↓↓↓

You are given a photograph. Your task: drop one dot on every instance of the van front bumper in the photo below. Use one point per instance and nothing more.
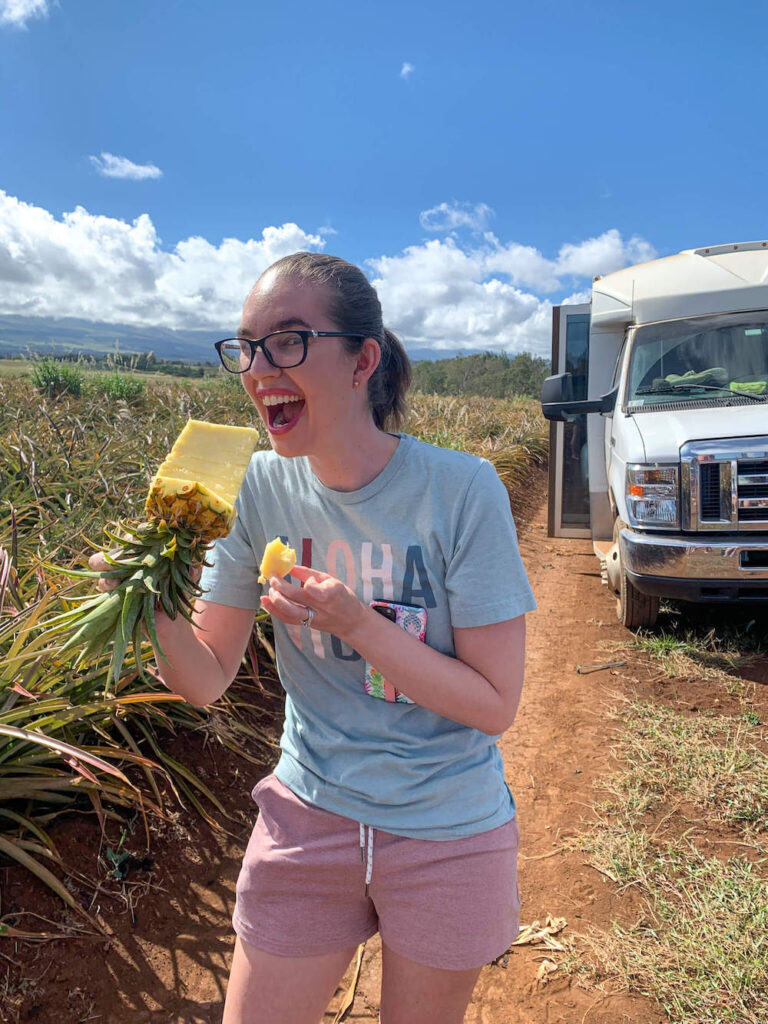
(689, 568)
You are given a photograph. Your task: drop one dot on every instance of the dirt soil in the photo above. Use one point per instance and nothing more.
(166, 955)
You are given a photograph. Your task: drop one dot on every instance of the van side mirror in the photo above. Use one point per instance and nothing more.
(558, 403)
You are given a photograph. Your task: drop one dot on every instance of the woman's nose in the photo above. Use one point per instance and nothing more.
(260, 366)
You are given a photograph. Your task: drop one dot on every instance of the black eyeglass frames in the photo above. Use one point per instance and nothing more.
(284, 349)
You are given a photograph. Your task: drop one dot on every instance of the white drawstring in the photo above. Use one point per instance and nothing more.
(367, 856)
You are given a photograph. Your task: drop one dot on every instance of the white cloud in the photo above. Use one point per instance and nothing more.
(603, 254)
(120, 167)
(18, 12)
(438, 294)
(102, 268)
(450, 216)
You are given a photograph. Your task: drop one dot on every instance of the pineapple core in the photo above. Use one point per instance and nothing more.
(197, 485)
(279, 560)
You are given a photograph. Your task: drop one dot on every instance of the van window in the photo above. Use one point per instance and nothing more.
(712, 357)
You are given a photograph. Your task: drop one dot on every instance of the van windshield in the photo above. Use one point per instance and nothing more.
(713, 357)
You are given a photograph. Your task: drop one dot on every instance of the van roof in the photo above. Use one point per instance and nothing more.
(694, 282)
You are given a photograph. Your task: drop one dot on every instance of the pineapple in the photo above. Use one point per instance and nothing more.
(190, 503)
(279, 559)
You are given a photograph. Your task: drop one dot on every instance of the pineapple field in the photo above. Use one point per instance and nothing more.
(85, 728)
(639, 764)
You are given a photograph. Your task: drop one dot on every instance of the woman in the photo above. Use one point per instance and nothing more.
(388, 808)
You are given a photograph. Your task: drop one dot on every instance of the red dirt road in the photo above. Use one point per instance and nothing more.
(168, 958)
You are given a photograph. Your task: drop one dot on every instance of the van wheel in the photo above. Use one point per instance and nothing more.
(635, 610)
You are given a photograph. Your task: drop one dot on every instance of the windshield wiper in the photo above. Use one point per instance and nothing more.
(682, 386)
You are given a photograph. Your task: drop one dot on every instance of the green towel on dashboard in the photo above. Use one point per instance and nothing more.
(715, 375)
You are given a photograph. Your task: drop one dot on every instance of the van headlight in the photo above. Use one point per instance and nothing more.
(653, 496)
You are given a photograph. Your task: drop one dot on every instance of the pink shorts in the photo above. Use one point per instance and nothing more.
(302, 891)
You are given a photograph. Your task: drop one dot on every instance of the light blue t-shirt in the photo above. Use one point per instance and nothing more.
(432, 529)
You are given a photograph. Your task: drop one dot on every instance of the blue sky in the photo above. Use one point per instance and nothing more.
(480, 161)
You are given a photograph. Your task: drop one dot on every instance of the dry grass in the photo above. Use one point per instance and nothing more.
(700, 948)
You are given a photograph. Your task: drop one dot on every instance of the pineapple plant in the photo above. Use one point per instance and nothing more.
(155, 560)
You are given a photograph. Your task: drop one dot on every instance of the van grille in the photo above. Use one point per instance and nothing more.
(753, 488)
(725, 484)
(710, 481)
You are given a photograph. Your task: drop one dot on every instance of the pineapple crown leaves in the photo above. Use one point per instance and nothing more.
(152, 563)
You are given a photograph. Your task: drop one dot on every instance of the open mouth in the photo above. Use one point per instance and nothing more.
(282, 410)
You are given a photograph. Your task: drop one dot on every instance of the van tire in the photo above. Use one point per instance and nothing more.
(635, 610)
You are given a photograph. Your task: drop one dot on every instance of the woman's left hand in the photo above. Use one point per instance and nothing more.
(335, 608)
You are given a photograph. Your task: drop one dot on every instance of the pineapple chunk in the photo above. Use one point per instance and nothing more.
(279, 560)
(197, 485)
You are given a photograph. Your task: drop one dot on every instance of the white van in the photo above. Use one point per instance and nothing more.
(671, 478)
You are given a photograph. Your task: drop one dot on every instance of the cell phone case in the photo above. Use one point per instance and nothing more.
(414, 621)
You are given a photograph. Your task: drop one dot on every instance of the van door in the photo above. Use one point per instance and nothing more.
(568, 480)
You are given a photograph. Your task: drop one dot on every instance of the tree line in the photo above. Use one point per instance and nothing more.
(487, 374)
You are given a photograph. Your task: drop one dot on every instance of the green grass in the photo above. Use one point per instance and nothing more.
(700, 948)
(717, 762)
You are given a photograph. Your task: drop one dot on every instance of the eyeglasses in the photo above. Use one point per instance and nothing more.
(283, 348)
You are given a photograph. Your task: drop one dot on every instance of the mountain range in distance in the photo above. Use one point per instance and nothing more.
(51, 336)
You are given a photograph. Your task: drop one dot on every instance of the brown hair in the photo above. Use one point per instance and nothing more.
(354, 305)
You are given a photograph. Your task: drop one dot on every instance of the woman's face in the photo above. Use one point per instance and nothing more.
(318, 410)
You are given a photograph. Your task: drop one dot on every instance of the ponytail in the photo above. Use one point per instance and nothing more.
(387, 387)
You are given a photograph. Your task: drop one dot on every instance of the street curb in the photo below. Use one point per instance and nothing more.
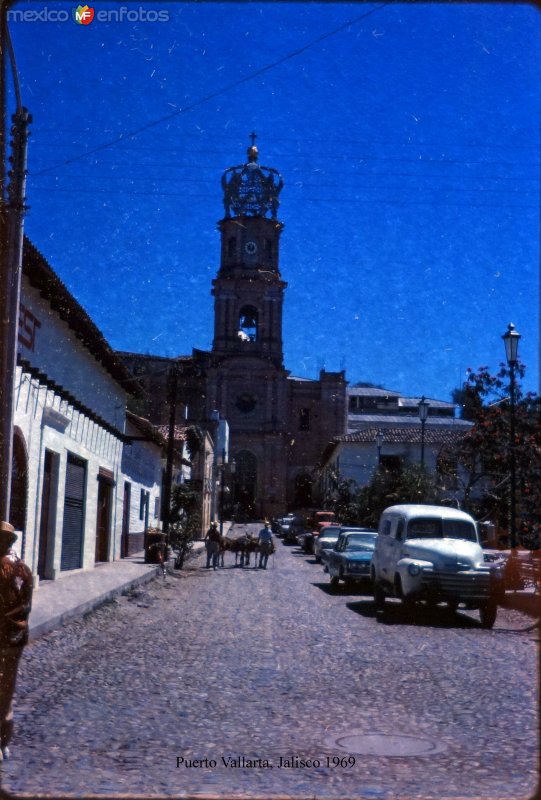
(83, 608)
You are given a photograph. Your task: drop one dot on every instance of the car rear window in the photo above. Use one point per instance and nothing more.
(436, 528)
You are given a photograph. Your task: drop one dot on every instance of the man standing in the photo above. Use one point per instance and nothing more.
(212, 543)
(15, 604)
(266, 545)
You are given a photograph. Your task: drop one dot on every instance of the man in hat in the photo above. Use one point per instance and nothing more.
(266, 545)
(212, 543)
(15, 604)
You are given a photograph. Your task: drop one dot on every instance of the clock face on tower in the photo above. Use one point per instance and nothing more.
(245, 402)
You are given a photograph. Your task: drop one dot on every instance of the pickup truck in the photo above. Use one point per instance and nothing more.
(433, 554)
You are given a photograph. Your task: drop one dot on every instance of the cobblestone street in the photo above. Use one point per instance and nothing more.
(215, 682)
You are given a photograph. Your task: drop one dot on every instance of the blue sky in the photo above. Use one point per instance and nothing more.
(409, 144)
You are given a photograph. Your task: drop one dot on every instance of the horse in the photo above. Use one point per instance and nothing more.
(243, 546)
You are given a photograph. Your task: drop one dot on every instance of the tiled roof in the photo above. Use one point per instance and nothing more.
(180, 432)
(413, 403)
(371, 391)
(149, 357)
(152, 431)
(356, 421)
(405, 435)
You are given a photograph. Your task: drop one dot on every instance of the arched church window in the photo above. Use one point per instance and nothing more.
(248, 321)
(303, 490)
(245, 486)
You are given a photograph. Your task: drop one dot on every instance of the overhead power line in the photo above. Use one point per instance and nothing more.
(219, 92)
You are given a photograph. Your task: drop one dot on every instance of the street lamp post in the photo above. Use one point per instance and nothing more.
(379, 444)
(423, 414)
(223, 466)
(511, 339)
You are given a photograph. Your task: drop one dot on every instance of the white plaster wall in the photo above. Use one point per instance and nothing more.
(82, 437)
(141, 466)
(58, 353)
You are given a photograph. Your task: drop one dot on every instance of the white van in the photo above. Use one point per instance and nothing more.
(433, 553)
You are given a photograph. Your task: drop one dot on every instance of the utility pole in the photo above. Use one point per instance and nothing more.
(11, 250)
(168, 478)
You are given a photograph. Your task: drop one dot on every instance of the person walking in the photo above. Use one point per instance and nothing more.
(266, 545)
(15, 604)
(212, 544)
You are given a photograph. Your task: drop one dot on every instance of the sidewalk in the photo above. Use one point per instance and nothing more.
(56, 602)
(525, 600)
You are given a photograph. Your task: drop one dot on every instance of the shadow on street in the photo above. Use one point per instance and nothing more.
(421, 616)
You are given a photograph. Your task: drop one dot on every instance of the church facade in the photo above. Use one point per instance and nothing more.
(278, 424)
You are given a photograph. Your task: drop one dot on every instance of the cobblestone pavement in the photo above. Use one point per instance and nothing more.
(270, 665)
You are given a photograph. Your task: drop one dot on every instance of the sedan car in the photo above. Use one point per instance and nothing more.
(350, 559)
(326, 541)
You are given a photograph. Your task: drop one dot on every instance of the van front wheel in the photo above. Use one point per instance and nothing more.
(379, 597)
(488, 613)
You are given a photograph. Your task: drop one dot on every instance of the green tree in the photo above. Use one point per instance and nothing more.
(185, 521)
(483, 455)
(410, 484)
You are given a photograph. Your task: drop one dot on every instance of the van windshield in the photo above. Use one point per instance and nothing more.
(437, 528)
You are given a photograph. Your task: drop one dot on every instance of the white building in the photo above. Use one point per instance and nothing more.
(77, 487)
(384, 427)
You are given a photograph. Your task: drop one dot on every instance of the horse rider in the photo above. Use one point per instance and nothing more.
(266, 545)
(212, 544)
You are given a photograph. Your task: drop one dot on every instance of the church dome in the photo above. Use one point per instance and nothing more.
(251, 190)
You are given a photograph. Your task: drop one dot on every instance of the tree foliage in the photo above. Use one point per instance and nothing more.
(363, 506)
(484, 454)
(185, 521)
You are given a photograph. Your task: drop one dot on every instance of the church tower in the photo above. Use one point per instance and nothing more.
(278, 424)
(247, 382)
(248, 290)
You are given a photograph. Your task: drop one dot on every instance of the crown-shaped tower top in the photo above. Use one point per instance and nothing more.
(251, 190)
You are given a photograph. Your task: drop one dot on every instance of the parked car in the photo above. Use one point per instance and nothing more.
(284, 523)
(297, 526)
(326, 541)
(350, 559)
(433, 553)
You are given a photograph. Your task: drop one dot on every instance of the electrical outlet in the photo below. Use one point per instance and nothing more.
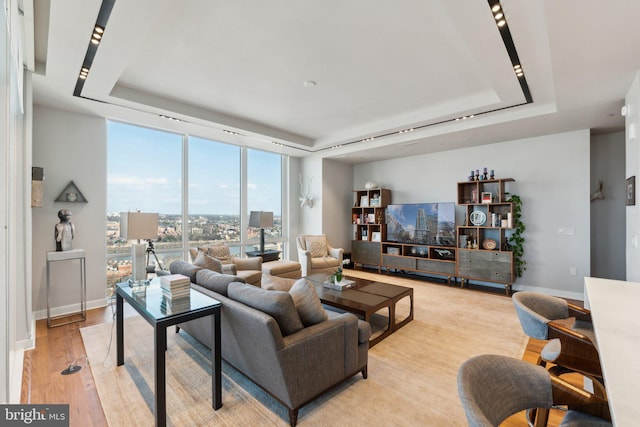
(569, 231)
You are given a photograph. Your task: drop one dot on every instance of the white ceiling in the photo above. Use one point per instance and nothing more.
(380, 67)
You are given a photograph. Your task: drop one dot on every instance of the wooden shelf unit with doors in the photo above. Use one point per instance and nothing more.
(436, 260)
(370, 230)
(483, 249)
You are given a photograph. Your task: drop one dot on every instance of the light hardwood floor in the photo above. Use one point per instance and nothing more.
(56, 348)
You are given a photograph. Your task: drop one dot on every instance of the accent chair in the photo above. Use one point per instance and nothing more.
(316, 255)
(493, 387)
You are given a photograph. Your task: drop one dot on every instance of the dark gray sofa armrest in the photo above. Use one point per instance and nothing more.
(329, 347)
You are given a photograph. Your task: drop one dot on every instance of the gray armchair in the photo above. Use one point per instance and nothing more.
(493, 387)
(316, 255)
(568, 327)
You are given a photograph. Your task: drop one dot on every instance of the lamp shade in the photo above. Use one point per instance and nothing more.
(261, 219)
(139, 225)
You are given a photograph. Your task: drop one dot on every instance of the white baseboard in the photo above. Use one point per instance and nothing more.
(579, 296)
(70, 309)
(16, 365)
(29, 343)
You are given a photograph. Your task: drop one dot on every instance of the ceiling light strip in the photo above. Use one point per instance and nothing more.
(96, 36)
(503, 28)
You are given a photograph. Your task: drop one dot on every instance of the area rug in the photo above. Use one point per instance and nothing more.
(412, 373)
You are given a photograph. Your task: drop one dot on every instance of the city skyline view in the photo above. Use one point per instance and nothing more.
(145, 174)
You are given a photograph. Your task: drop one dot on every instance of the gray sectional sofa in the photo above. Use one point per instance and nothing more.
(264, 338)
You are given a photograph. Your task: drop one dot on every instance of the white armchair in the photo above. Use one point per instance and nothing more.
(316, 255)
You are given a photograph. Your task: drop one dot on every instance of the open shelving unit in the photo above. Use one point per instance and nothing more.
(483, 250)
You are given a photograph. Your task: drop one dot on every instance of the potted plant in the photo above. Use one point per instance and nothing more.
(337, 276)
(516, 239)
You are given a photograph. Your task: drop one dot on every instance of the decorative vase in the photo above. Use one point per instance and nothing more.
(370, 185)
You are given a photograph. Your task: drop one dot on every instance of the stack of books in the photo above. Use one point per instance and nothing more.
(176, 291)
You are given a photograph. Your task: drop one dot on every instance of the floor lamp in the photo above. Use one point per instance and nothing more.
(262, 220)
(139, 226)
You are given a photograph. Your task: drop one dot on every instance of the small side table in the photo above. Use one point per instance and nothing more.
(267, 256)
(78, 254)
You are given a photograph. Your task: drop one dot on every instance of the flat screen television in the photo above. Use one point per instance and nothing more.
(422, 223)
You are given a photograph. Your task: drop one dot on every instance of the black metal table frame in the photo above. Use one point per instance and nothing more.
(160, 345)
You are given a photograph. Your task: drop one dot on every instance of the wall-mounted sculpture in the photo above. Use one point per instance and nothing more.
(306, 199)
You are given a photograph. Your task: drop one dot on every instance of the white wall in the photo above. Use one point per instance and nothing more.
(337, 200)
(310, 218)
(632, 168)
(552, 178)
(608, 214)
(70, 146)
(16, 326)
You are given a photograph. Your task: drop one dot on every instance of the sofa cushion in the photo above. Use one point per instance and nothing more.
(316, 245)
(274, 283)
(252, 277)
(185, 268)
(307, 302)
(219, 251)
(205, 261)
(216, 282)
(277, 304)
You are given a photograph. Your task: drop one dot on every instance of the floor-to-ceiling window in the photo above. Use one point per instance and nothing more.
(221, 183)
(214, 193)
(144, 174)
(264, 193)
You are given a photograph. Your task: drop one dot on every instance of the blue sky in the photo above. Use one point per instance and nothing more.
(144, 172)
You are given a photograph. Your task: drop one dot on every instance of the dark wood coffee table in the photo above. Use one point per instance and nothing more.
(366, 298)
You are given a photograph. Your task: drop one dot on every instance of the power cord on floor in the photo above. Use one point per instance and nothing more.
(113, 324)
(73, 368)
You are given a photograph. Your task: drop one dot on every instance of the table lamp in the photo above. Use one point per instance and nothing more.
(139, 226)
(262, 220)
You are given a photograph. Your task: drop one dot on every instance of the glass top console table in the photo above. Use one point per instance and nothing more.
(148, 302)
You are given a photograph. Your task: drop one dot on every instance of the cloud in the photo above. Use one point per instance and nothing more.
(162, 181)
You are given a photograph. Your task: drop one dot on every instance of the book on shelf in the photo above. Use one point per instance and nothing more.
(176, 293)
(171, 305)
(340, 286)
(173, 280)
(175, 284)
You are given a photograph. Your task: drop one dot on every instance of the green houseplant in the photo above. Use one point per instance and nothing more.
(516, 239)
(337, 276)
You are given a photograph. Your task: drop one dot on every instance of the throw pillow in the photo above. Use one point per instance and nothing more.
(307, 302)
(216, 282)
(275, 283)
(205, 261)
(218, 251)
(317, 245)
(276, 304)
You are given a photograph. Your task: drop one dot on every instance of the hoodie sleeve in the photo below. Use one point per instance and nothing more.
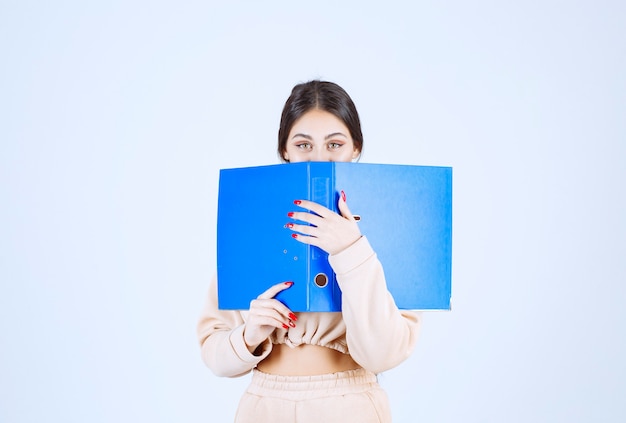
(379, 335)
(220, 333)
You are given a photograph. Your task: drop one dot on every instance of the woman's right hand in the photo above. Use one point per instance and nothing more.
(266, 314)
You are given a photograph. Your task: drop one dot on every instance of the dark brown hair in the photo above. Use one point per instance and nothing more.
(321, 95)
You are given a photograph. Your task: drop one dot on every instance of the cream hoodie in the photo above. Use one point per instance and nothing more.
(370, 327)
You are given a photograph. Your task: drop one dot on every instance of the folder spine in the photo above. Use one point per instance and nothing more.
(322, 285)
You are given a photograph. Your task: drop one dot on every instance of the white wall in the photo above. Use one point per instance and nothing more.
(116, 117)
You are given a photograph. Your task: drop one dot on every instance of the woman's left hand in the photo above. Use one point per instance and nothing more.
(330, 231)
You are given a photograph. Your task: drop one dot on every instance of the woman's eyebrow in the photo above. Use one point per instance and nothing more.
(308, 137)
(334, 134)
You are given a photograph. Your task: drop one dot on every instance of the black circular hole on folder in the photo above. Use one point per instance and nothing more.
(321, 280)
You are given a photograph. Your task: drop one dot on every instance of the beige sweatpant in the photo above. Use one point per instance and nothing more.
(345, 397)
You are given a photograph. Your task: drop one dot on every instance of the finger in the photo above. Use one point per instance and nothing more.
(275, 289)
(310, 218)
(314, 207)
(272, 316)
(344, 210)
(269, 307)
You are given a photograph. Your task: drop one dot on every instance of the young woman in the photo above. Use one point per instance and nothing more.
(315, 367)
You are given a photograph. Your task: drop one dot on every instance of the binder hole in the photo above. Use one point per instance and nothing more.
(321, 280)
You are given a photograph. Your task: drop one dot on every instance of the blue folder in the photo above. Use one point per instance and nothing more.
(405, 212)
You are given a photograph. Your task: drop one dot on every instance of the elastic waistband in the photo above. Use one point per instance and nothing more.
(307, 387)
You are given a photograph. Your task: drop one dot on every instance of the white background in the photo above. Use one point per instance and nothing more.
(115, 118)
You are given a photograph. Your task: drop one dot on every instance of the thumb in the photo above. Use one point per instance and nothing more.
(343, 207)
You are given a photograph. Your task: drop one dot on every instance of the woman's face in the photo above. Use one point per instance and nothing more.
(319, 136)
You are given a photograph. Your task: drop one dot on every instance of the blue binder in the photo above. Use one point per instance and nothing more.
(405, 211)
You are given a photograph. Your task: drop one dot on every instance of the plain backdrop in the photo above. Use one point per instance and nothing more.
(116, 116)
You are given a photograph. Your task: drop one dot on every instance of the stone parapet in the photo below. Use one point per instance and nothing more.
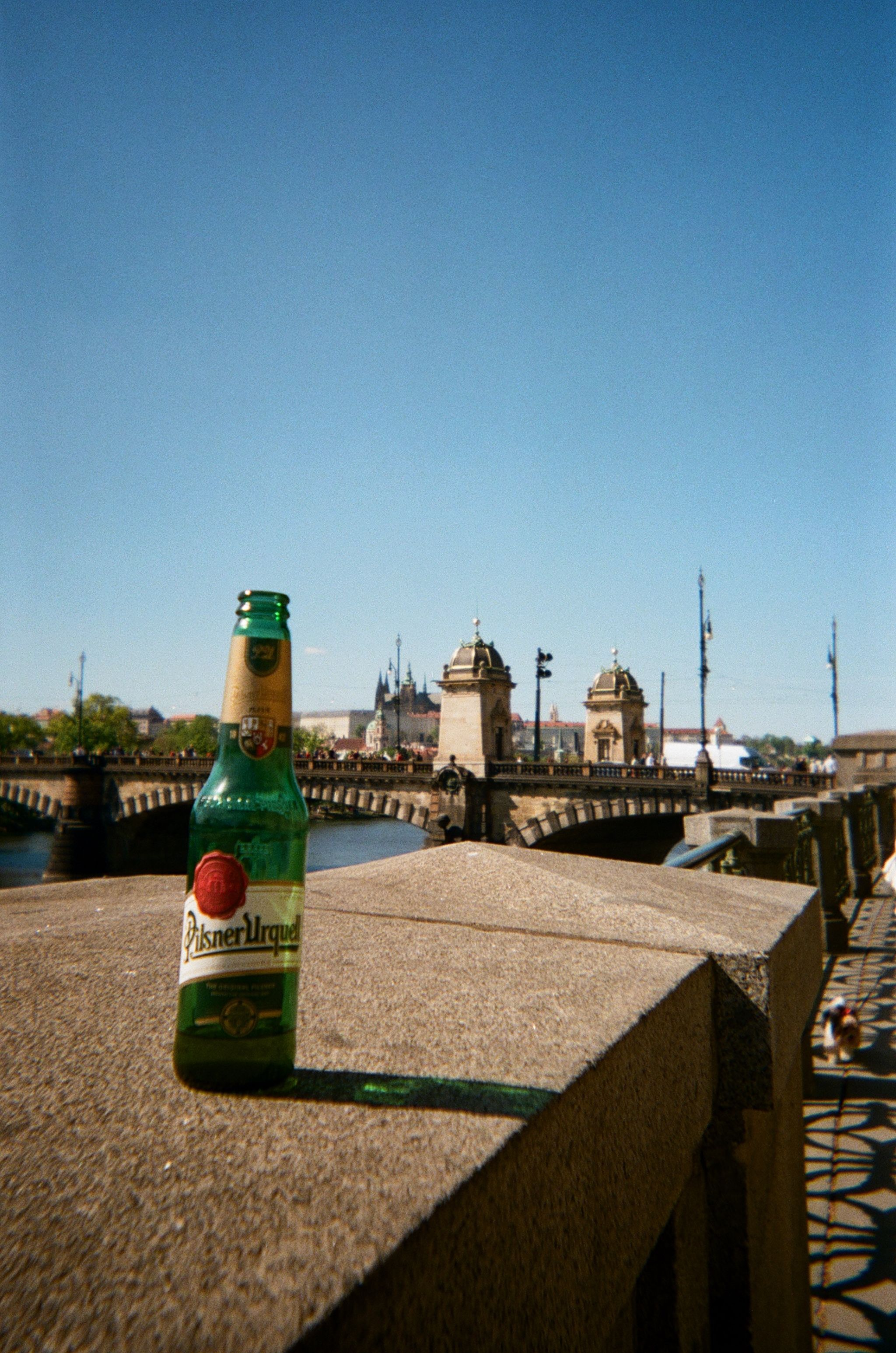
(768, 839)
(614, 1057)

↑↑↑

- _Problem requirements_
Only the lines from the one that contains "of the plain" to the end of the records, inclusive, are to be quoted exactly, with pictures excluded.

- _Task solution_
You are given a photograph. Your task: drop one dot on every instance of the plain backdrop in the photo above. Use one point per instance and nothing more.
(116, 116)
You are given a photograph. Your task: drop one dot on every instance of the stone parapet in the photo below. Use one point per instance and nothing more.
(768, 839)
(614, 1057)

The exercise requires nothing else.